══ EXCERPTED RECORDS
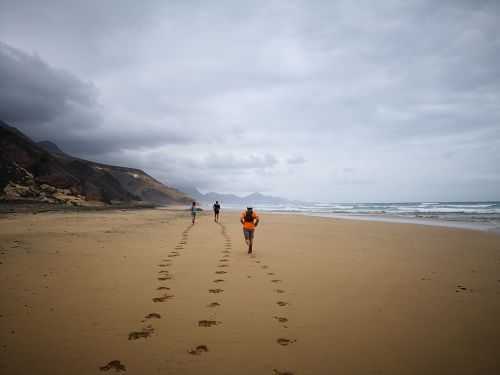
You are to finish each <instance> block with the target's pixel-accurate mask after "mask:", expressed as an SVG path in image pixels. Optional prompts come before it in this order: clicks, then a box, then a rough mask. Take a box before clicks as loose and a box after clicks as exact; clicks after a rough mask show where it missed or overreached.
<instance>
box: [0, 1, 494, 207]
mask: <svg viewBox="0 0 500 375" xmlns="http://www.w3.org/2000/svg"><path fill="white" fill-rule="evenodd" d="M71 3H72V2H71ZM72 5H73V6H72ZM499 25H500V6H499V5H498V2H495V1H476V2H468V1H464V2H460V1H449V2H447V1H445V2H439V3H436V2H431V1H404V2H401V1H395V0H394V1H384V2H377V4H374V3H373V2H355V3H354V2H350V1H336V2H322V1H312V2H311V1H307V2H306V1H292V2H280V1H278V2H262V3H259V2H256V3H253V4H252V5H242V4H239V5H236V4H235V3H233V2H223V1H221V2H217V3H215V4H214V3H212V4H208V3H206V4H205V3H198V2H189V1H188V2H178V3H176V2H170V3H168V4H167V3H165V2H160V1H158V2H148V5H147V6H143V5H139V3H137V2H132V1H126V2H120V6H119V7H118V6H117V5H116V4H115V3H113V2H106V3H105V4H102V2H97V1H95V2H85V3H81V2H75V3H74V4H69V3H68V2H64V3H62V2H50V1H49V2H44V3H43V4H42V3H39V2H30V1H16V2H11V3H9V2H8V1H7V2H2V5H0V35H2V44H0V117H1V118H3V119H4V120H6V121H10V122H11V123H13V125H16V126H19V127H21V128H22V129H23V130H24V131H26V132H27V133H28V134H29V135H31V136H33V137H35V138H37V139H51V140H53V141H55V142H57V143H58V144H59V145H60V147H61V148H63V149H65V150H66V151H68V152H69V153H74V154H76V155H78V156H82V157H88V158H92V159H95V160H99V161H103V162H113V163H119V164H124V165H132V166H136V167H140V168H143V169H145V170H147V171H148V172H150V173H152V174H153V175H155V176H157V177H159V178H160V179H162V180H164V181H167V182H169V183H174V184H194V185H196V186H197V187H199V188H201V189H203V190H218V191H221V192H236V193H244V192H251V191H255V190H259V191H265V192H269V193H273V194H275V195H282V196H287V197H290V198H299V199H321V200H329V201H374V200H388V201H394V200H472V199H485V200H486V199H500V196H499V195H498V192H499V191H500V156H499V153H498V151H497V150H498V149H500V78H499V77H500V68H499V67H500V52H499V51H500V48H499V47H500V37H499V36H498V35H500V26H499ZM32 51H33V52H32Z"/></svg>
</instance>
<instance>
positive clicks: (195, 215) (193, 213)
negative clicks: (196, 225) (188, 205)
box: [191, 202, 198, 224]
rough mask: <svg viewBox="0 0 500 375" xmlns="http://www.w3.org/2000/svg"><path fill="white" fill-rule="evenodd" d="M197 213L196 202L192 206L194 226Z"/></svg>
mask: <svg viewBox="0 0 500 375" xmlns="http://www.w3.org/2000/svg"><path fill="white" fill-rule="evenodd" d="M196 211H198V209H197V208H196V202H193V204H192V205H191V218H192V219H193V224H194V222H195V220H196Z"/></svg>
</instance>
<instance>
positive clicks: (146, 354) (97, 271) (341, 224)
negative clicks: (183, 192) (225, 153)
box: [0, 210, 500, 375]
mask: <svg viewBox="0 0 500 375" xmlns="http://www.w3.org/2000/svg"><path fill="white" fill-rule="evenodd" d="M261 219H262V222H261V225H260V226H259V227H258V229H257V233H256V240H255V254H254V255H252V256H248V255H247V254H246V250H245V248H244V243H243V236H242V233H241V228H240V224H239V223H238V217H237V215H236V214H235V213H232V214H227V215H225V214H224V213H223V215H222V223H221V225H219V224H216V223H214V222H213V221H212V218H211V216H209V215H203V216H201V217H199V221H198V223H196V224H195V225H194V226H191V225H190V219H189V216H188V214H187V213H184V212H169V211H165V210H148V211H128V212H105V213H103V212H101V213H47V214H38V215H9V216H4V217H2V218H0V262H1V264H0V284H1V290H0V373H1V374H2V375H4V374H5V375H7V374H9V375H10V374H106V373H115V371H116V370H114V369H113V368H112V369H110V370H109V371H108V372H105V371H104V370H100V369H99V367H101V366H106V365H107V364H108V363H109V362H111V361H114V360H116V361H120V362H119V363H118V362H112V363H111V366H113V365H116V367H120V366H121V365H123V366H124V367H125V369H126V372H125V373H126V374H144V375H148V374H290V373H293V374H398V375H401V374H453V375H456V374H492V375H493V374H499V373H500V236H498V235H494V234H488V233H481V232H474V231H467V230H457V229H449V228H434V227H427V226H419V225H408V224H388V223H375V222H364V221H363V222H362V221H351V220H335V219H322V218H313V217H303V216H287V215H261ZM226 260H227V261H226ZM226 266H227V267H226ZM222 272H223V273H222ZM160 279H164V280H160ZM159 287H164V288H167V289H160V290H159V289H158V288H159ZM217 292H219V293H217ZM155 298H159V299H156V301H157V302H154V301H153V300H154V299H155ZM280 302H283V306H280V304H281V303H280ZM211 304H213V305H211ZM215 304H217V305H215ZM148 314H159V318H158V316H157V315H152V316H150V317H149V318H145V317H146V316H147V315H148ZM285 319H286V321H285ZM280 320H281V322H280ZM148 335H149V336H148ZM142 336H148V337H142ZM129 338H130V339H129ZM280 339H283V340H280ZM278 340H280V342H278ZM286 340H290V341H289V342H287V341H286ZM287 343H288V345H282V344H287ZM203 345H204V346H206V349H208V351H205V347H203ZM197 347H198V349H196V348H197ZM191 349H192V350H193V353H194V354H190V353H188V351H190V350H191Z"/></svg>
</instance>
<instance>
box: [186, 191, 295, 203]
mask: <svg viewBox="0 0 500 375" xmlns="http://www.w3.org/2000/svg"><path fill="white" fill-rule="evenodd" d="M181 189H182V190H183V191H186V192H189V195H190V196H192V197H193V198H195V199H196V200H198V201H200V202H203V203H213V202H215V201H219V202H223V203H226V204H235V205H236V204H237V205H255V204H287V203H294V202H295V201H292V200H289V199H286V198H281V197H275V196H271V195H265V194H262V193H259V192H254V193H251V194H248V195H245V196H238V195H236V194H224V193H216V192H208V193H205V194H203V193H201V192H200V191H199V190H198V189H197V188H195V187H183V188H181Z"/></svg>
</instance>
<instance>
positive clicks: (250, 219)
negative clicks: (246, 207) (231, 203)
mask: <svg viewBox="0 0 500 375" xmlns="http://www.w3.org/2000/svg"><path fill="white" fill-rule="evenodd" d="M244 220H245V223H253V220H254V217H253V210H247V212H246V213H245V218H244Z"/></svg>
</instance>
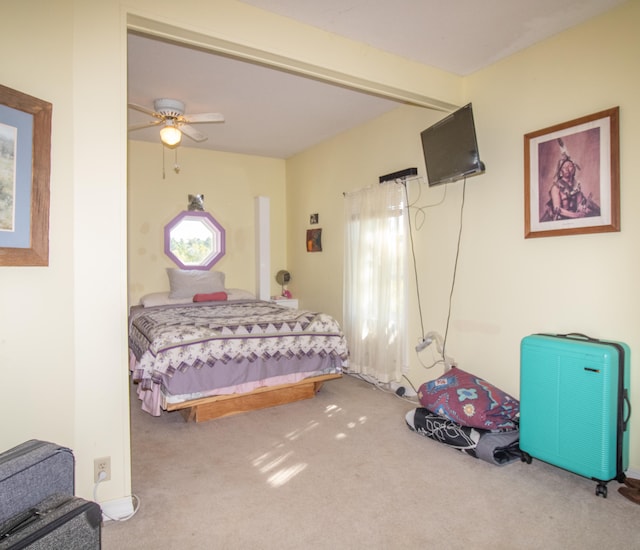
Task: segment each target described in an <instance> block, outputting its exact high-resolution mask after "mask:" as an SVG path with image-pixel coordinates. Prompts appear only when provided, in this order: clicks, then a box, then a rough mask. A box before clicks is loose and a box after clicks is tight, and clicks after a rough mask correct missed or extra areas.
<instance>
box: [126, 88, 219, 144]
mask: <svg viewBox="0 0 640 550" xmlns="http://www.w3.org/2000/svg"><path fill="white" fill-rule="evenodd" d="M129 107H130V108H131V109H135V110H136V111H140V112H142V113H145V114H147V115H150V116H152V117H154V119H155V120H150V121H149V122H144V123H141V124H134V125H133V126H129V131H130V132H131V131H133V130H141V129H142V128H149V127H151V126H158V125H161V124H162V125H163V127H162V129H161V130H160V139H161V141H162V143H164V144H165V145H166V146H167V147H177V146H178V145H179V144H180V141H181V140H182V134H184V135H185V136H187V137H188V138H191V139H192V140H194V141H198V142H200V141H205V140H206V139H207V136H205V135H204V134H203V133H202V132H199V131H198V130H196V129H195V128H194V127H193V126H191V124H200V123H203V122H224V116H223V115H221V114H220V113H198V114H185V112H184V103H183V102H182V101H179V100H177V99H156V100H155V101H154V102H153V109H149V108H147V107H144V106H142V105H136V104H135V103H129Z"/></svg>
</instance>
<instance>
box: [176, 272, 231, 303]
mask: <svg viewBox="0 0 640 550" xmlns="http://www.w3.org/2000/svg"><path fill="white" fill-rule="evenodd" d="M167 275H168V276H169V287H170V289H171V290H170V292H169V298H193V296H195V295H196V294H209V293H211V292H222V291H224V273H223V272H222V271H202V270H199V269H178V268H176V267H168V268H167Z"/></svg>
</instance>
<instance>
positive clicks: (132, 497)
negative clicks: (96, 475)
mask: <svg viewBox="0 0 640 550" xmlns="http://www.w3.org/2000/svg"><path fill="white" fill-rule="evenodd" d="M106 478H107V473H106V472H100V473H99V474H98V481H96V483H95V485H94V486H93V500H94V502H97V503H98V504H100V502H99V501H98V485H100V483H102V482H103V481H105V480H106ZM131 498H133V499H134V500H135V504H134V507H133V512H131V513H130V514H129V515H128V516H125V517H123V518H112V517H111V516H110V515H109V514H106V513H105V511H104V509H102V505H100V509H101V510H102V515H103V516H105V517H106V518H107V519H110V520H111V521H127V520H130V519H131V518H132V517H133V516H135V515H136V512H137V511H138V510H139V509H140V498H139V497H138V496H137V495H134V494H132V495H131Z"/></svg>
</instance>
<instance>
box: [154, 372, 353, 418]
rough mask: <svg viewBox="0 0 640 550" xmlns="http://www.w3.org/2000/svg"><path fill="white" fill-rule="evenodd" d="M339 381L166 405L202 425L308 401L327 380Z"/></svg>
mask: <svg viewBox="0 0 640 550" xmlns="http://www.w3.org/2000/svg"><path fill="white" fill-rule="evenodd" d="M341 377H342V374H340V373H336V374H323V375H321V376H312V377H310V378H305V379H303V380H300V382H295V383H293V384H281V385H279V386H263V387H261V388H258V389H256V390H254V391H252V392H249V393H236V394H229V395H213V396H211V397H203V398H201V399H194V400H191V401H184V402H182V403H169V404H167V407H166V410H167V411H176V410H179V411H180V412H181V413H182V416H184V418H185V420H186V421H187V422H188V421H190V420H193V421H195V422H204V421H206V420H213V419H214V418H222V417H224V416H231V415H234V414H239V413H243V412H248V411H254V410H258V409H265V408H267V407H275V406H277V405H284V404H285V403H293V402H294V401H301V400H303V399H311V398H312V397H314V396H315V394H316V393H318V392H319V391H320V389H321V388H322V385H323V384H324V383H325V382H326V381H327V380H334V379H336V378H341Z"/></svg>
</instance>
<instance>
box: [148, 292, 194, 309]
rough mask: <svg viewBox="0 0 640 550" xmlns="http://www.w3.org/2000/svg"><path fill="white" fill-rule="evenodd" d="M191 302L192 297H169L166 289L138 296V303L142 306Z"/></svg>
mask: <svg viewBox="0 0 640 550" xmlns="http://www.w3.org/2000/svg"><path fill="white" fill-rule="evenodd" d="M191 302H193V298H169V292H168V291H167V292H152V293H151V294H145V295H144V296H143V297H142V298H140V304H142V305H143V306H144V307H154V306H166V305H172V304H174V305H179V304H190V303H191Z"/></svg>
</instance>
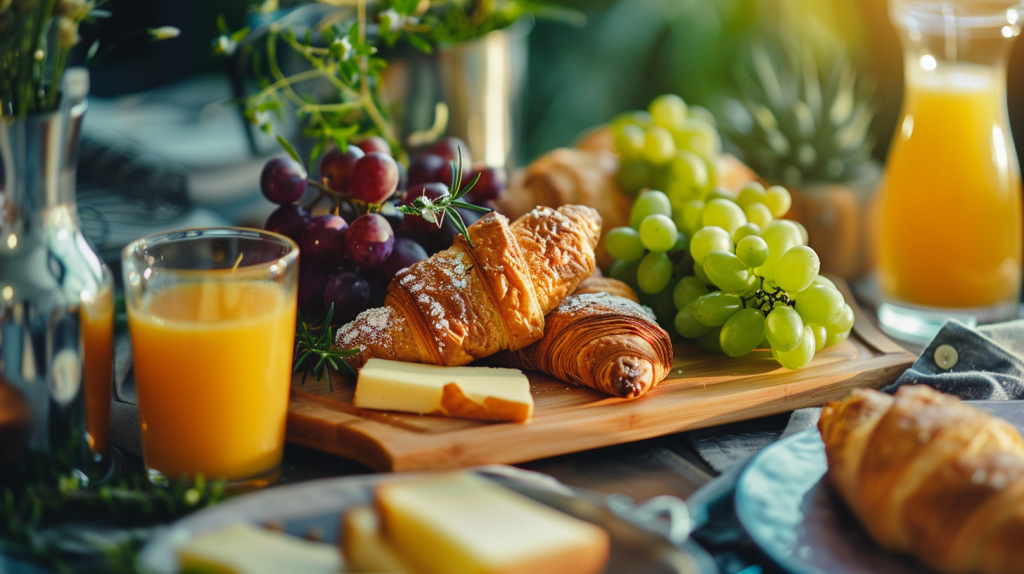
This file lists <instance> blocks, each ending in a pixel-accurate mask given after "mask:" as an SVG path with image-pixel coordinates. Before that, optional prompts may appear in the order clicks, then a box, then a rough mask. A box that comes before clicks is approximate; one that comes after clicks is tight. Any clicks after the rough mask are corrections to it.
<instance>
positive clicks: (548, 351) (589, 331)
mask: <svg viewBox="0 0 1024 574" xmlns="http://www.w3.org/2000/svg"><path fill="white" fill-rule="evenodd" d="M546 322H547V324H546V325H545V327H544V337H543V338H542V339H541V340H540V341H538V342H537V343H535V344H532V345H530V346H528V347H526V348H524V349H520V350H519V351H516V352H514V353H512V357H511V361H510V362H511V364H512V365H513V366H517V367H519V368H525V369H534V370H542V371H544V372H547V373H548V374H551V376H552V377H555V378H557V379H560V380H562V381H566V382H568V383H574V384H577V385H583V386H587V387H592V388H594V389H597V390H598V391H601V392H604V393H607V394H609V395H614V396H616V397H622V398H636V397H639V396H642V395H644V394H645V393H646V392H647V391H649V390H650V389H652V388H653V387H654V386H655V385H657V384H658V383H660V382H662V380H663V379H665V376H666V374H668V372H669V369H670V368H672V340H671V339H670V338H669V334H668V333H666V330H665V329H664V328H662V327H660V326H658V325H657V322H656V321H655V320H654V317H653V315H651V314H650V312H649V311H648V310H647V309H645V308H644V307H642V306H640V304H638V303H637V302H636V294H635V293H633V290H631V289H630V288H629V285H627V284H626V283H624V282H622V281H617V280H615V279H607V278H603V277H601V278H597V277H592V278H589V279H587V280H586V281H584V282H583V283H582V284H581V285H580V288H579V289H578V290H577V292H575V293H574V294H572V295H570V296H568V297H566V298H565V300H564V301H562V303H561V305H559V306H558V307H556V308H555V310H554V311H552V312H551V313H549V314H548V316H547V317H546Z"/></svg>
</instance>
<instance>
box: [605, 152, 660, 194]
mask: <svg viewBox="0 0 1024 574" xmlns="http://www.w3.org/2000/svg"><path fill="white" fill-rule="evenodd" d="M656 176H657V170H655V169H654V168H653V167H652V166H651V165H650V164H648V163H647V162H645V161H643V160H631V159H626V160H624V161H623V163H622V164H620V166H618V174H617V175H616V176H615V181H617V182H618V187H620V188H621V189H622V190H623V191H626V192H627V193H628V194H630V195H634V194H636V193H637V192H638V191H640V190H641V189H643V188H645V187H650V186H651V184H652V183H653V182H654V178H655V177H656Z"/></svg>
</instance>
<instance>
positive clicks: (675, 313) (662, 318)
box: [637, 281, 676, 329]
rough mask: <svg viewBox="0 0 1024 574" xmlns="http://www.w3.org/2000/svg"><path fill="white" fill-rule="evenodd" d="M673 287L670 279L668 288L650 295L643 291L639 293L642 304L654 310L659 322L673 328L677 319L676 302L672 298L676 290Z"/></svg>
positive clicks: (659, 324)
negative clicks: (648, 294) (673, 301)
mask: <svg viewBox="0 0 1024 574" xmlns="http://www.w3.org/2000/svg"><path fill="white" fill-rule="evenodd" d="M672 288H673V285H672V283H671V281H670V283H669V285H668V286H667V288H666V289H663V290H662V291H660V292H658V293H655V294H653V295H648V294H646V293H644V292H643V291H640V292H638V293H637V298H638V299H639V300H640V304H641V305H646V306H647V307H650V310H651V311H654V317H655V318H656V319H657V323H658V324H659V325H663V326H664V327H665V328H667V329H668V328H672V324H673V322H675V320H676V304H675V303H674V302H673V300H672V299H673V297H672V296H673V292H674V291H675V290H673V289H672Z"/></svg>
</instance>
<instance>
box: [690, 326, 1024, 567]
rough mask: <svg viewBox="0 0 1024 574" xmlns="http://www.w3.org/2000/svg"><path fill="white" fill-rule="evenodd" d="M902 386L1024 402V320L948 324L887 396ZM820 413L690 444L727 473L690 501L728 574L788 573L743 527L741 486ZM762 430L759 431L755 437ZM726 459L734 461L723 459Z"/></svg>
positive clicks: (771, 423) (702, 533)
mask: <svg viewBox="0 0 1024 574" xmlns="http://www.w3.org/2000/svg"><path fill="white" fill-rule="evenodd" d="M903 385H929V386H932V387H934V388H936V389H938V390H939V391H942V392H944V393H949V394H951V395H955V396H957V397H959V398H962V399H967V400H1013V399H1024V319H1022V320H1016V321H1008V322H1004V323H996V324H992V325H984V326H981V327H979V328H977V329H972V328H970V327H968V326H966V325H964V324H962V323H959V322H955V321H950V322H948V323H946V324H945V326H943V327H942V329H941V330H939V333H938V335H936V337H935V339H934V340H933V341H932V342H931V344H929V345H928V347H926V348H925V351H924V352H923V353H922V354H921V356H920V357H919V358H918V361H916V362H914V364H913V366H911V367H910V368H908V369H907V370H906V371H905V372H904V373H903V374H901V376H900V377H899V379H897V380H896V382H895V383H893V384H892V385H890V386H888V387H886V388H885V389H884V391H886V392H888V393H894V392H896V389H898V388H899V387H901V386H903ZM820 413H821V409H820V408H802V409H799V410H795V411H794V412H793V414H792V415H791V416H790V417H788V423H787V425H786V426H785V428H784V429H783V430H782V431H781V432H780V431H779V427H778V421H777V415H776V416H775V417H766V418H761V420H757V421H753V422H748V426H746V428H745V432H744V433H742V436H737V435H735V434H729V433H728V431H729V429H725V430H726V434H723V435H721V436H715V435H714V433H715V432H716V430H708V431H707V432H705V433H703V434H701V435H696V437H695V438H691V439H690V442H691V444H693V445H694V447H695V448H696V450H697V452H698V454H699V455H700V456H701V457H703V458H705V460H706V461H708V462H709V465H710V466H711V467H712V468H714V469H715V470H717V471H719V472H721V473H723V474H722V475H721V476H720V477H718V478H717V479H715V480H713V481H711V482H710V483H708V484H706V485H705V486H702V487H701V488H700V489H699V490H697V491H696V492H694V493H693V494H692V495H691V496H690V497H689V498H688V499H687V500H686V502H687V504H688V505H689V509H690V515H691V516H692V517H693V521H694V530H693V537H694V538H695V539H696V540H697V541H698V542H700V544H701V545H702V546H703V547H705V548H706V549H707V550H708V551H709V553H711V554H712V556H713V557H714V558H715V560H716V562H717V563H718V566H719V569H720V570H721V572H722V574H774V573H781V572H782V570H780V569H779V568H778V567H776V566H775V565H774V564H772V563H771V561H770V559H768V558H767V557H766V556H765V555H764V554H762V553H761V550H760V549H759V548H758V547H757V546H756V545H755V544H754V541H753V540H751V539H750V537H749V536H748V535H746V532H745V531H744V530H743V528H742V525H740V524H739V521H738V520H737V519H736V514H735V511H734V507H733V497H734V494H735V487H736V481H737V480H738V479H739V475H740V474H741V473H742V469H743V467H745V463H746V461H749V460H750V458H751V457H753V456H754V454H755V453H756V452H757V450H759V449H760V448H759V447H758V445H759V444H761V445H762V446H764V445H763V443H764V441H765V440H766V439H771V440H772V441H773V440H777V439H779V438H784V437H785V436H788V435H791V434H793V433H796V432H800V431H803V430H805V429H810V428H813V427H814V426H815V425H816V424H817V420H818V417H819V415H820ZM759 422H763V423H759ZM759 426H760V430H757V431H754V430H753V429H757V428H758V427H759ZM717 429H718V430H721V429H723V427H719V428H717ZM695 433H696V432H695ZM772 437H774V439H772ZM723 452H727V453H728V456H727V457H724V456H722V453H723Z"/></svg>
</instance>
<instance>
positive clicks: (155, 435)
mask: <svg viewBox="0 0 1024 574" xmlns="http://www.w3.org/2000/svg"><path fill="white" fill-rule="evenodd" d="M129 323H130V330H131V341H132V348H133V353H134V361H135V363H134V364H135V378H136V387H137V389H136V392H137V395H138V407H139V408H138V412H139V423H140V427H141V434H142V451H143V456H144V459H145V463H146V467H148V468H150V469H153V470H156V471H158V472H160V473H161V474H163V475H164V476H167V477H169V478H172V479H176V478H179V477H181V475H182V474H188V475H193V474H196V473H203V474H204V476H206V477H207V478H218V479H227V480H241V479H246V478H251V477H256V476H259V475H261V474H264V473H267V472H269V471H273V470H274V469H275V468H276V467H278V466H279V465H280V462H281V457H282V452H283V448H284V442H285V417H286V413H287V410H288V395H289V384H290V381H291V367H292V346H293V343H294V337H295V294H294V292H292V293H291V294H286V292H285V290H284V289H283V288H281V286H280V285H278V284H275V283H271V282H268V281H267V282H264V281H255V280H252V281H234V282H231V281H229V280H228V281H226V282H222V281H215V280H210V281H205V282H201V283H184V284H177V285H173V286H167V288H155V289H154V290H153V291H152V292H151V293H150V294H147V296H146V297H145V299H143V300H142V303H141V305H140V308H139V309H137V310H136V309H132V306H131V305H129Z"/></svg>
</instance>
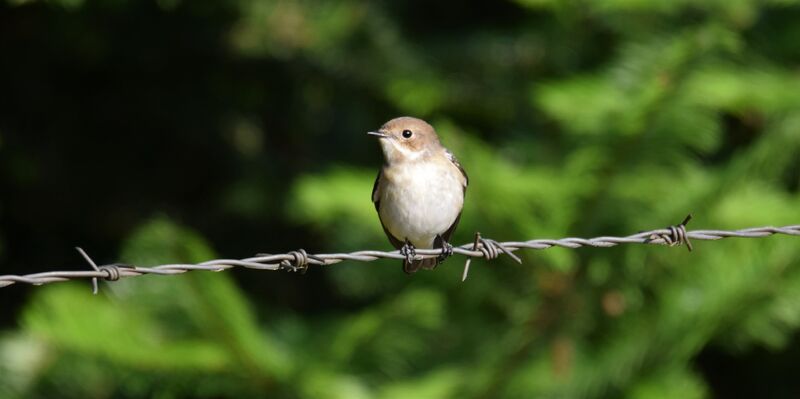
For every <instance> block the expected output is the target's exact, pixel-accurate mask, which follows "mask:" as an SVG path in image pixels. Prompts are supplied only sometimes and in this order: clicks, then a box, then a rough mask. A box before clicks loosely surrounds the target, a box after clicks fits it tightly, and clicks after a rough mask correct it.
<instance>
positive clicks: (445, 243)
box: [436, 240, 453, 263]
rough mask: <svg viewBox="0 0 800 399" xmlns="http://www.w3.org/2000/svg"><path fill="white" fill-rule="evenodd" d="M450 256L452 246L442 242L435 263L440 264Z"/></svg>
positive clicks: (446, 242) (444, 260)
mask: <svg viewBox="0 0 800 399" xmlns="http://www.w3.org/2000/svg"><path fill="white" fill-rule="evenodd" d="M451 256H453V244H450V243H449V242H447V241H444V240H442V253H441V254H440V255H439V258H438V259H437V262H436V263H442V262H444V261H445V259H447V258H449V257H451Z"/></svg>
════
PROBLEM DETAILS: Filter the lines above, keeping each one that contains the string "accurate".

ANSWER BOX:
You are to finish each <instance> block with the target's pixel-accurate mask after "mask:", expressed as an SVG path in image pixels. Optional prompts come before it in this order: clicks, then a box, then a rough mask. Take a box before clicks as loose and a box after clicks as exact; clicks after a rough mask show where it missed or overreached.
This file lists <instance> blocks, each ending in a pixel-accurate mask given after "mask:" as an SVG path with image-pixel coordinates. Before that, optional prompts may appear in the order clicks, then a box, then a rough mask. A box that comes before clicks is approximate; one that comes after clicks is tight. Any clicks after the rough mask are corrections to it.
For every <instance> block the expected output is the target's exact, pixel-accurate mask, which follows "mask:" as an SVG path in image pixels. Prompts are supplied only sometimes and in this order: clicks, then a box, then a rough mask. A box before clicks loosely surrounds the target, a box after clicks fits it tightly, and clicks after a rough mask correct it.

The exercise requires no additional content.